YOUR ASSIGNMENT: Scan the entries below and state how many lines contain "tunnel". No other output.

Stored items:
*** Begin section ***

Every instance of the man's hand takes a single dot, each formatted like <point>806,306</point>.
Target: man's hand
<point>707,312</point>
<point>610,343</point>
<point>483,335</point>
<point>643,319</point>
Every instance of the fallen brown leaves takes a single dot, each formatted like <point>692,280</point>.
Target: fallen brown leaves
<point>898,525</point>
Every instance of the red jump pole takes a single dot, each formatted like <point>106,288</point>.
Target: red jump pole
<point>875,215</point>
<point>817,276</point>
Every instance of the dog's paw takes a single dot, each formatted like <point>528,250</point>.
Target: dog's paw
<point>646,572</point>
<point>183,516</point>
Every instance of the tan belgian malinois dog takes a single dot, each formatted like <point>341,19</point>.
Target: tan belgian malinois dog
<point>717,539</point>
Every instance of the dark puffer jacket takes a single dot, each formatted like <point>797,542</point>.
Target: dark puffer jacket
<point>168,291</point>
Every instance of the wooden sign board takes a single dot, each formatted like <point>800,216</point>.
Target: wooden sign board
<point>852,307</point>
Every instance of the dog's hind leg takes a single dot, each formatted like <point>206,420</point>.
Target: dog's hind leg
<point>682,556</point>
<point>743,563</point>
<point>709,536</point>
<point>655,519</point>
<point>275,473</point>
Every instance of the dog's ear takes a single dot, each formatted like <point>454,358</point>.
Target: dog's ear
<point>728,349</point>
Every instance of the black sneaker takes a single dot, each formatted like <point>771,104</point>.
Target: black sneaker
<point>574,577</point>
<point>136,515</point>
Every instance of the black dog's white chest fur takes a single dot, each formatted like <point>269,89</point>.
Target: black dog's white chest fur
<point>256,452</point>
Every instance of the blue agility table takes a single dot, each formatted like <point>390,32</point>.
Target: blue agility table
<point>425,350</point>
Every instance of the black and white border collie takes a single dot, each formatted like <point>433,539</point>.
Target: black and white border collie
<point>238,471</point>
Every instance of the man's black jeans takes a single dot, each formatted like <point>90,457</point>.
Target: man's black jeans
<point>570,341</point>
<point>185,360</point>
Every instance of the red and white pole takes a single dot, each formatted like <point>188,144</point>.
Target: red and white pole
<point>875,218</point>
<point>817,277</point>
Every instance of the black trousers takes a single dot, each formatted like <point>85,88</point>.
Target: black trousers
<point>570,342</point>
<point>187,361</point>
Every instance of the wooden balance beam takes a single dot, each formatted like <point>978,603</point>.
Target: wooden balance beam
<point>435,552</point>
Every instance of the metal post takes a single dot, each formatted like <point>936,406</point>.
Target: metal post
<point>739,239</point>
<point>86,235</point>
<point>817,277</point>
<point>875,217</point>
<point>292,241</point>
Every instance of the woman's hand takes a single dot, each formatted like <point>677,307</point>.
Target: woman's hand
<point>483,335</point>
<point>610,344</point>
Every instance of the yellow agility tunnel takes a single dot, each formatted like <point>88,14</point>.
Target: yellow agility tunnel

*** End section ***
*** Begin section ***

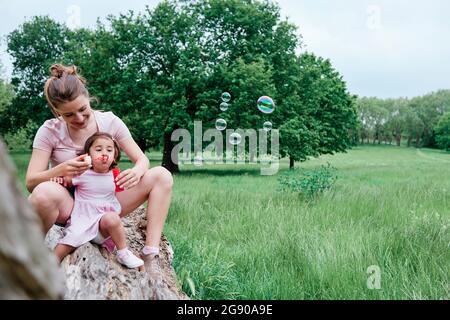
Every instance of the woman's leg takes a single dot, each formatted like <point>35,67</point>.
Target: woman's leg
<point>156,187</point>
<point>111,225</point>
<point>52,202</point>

*** End section ***
*** Begin section ***

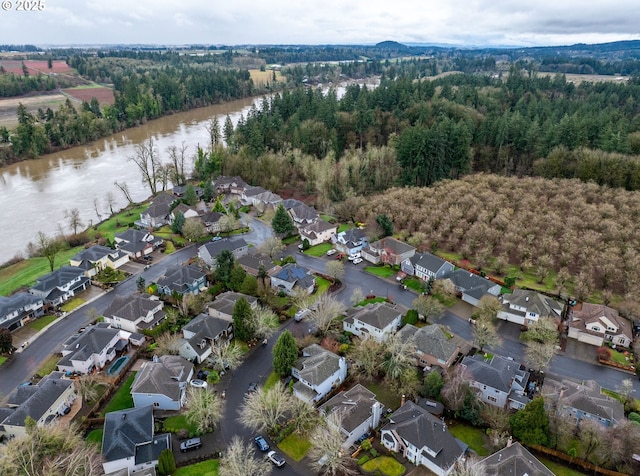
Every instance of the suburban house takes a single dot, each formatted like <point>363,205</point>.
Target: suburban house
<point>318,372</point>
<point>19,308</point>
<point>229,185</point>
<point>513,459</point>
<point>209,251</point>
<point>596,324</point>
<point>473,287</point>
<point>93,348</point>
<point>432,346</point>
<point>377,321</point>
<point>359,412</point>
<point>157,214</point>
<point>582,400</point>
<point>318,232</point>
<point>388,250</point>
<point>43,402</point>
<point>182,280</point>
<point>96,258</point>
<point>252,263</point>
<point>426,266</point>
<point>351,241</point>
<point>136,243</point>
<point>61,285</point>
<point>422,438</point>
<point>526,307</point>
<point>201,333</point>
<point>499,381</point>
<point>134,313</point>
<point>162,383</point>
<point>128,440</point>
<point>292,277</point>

*** End section ***

WRITTEN RESPONSE: 2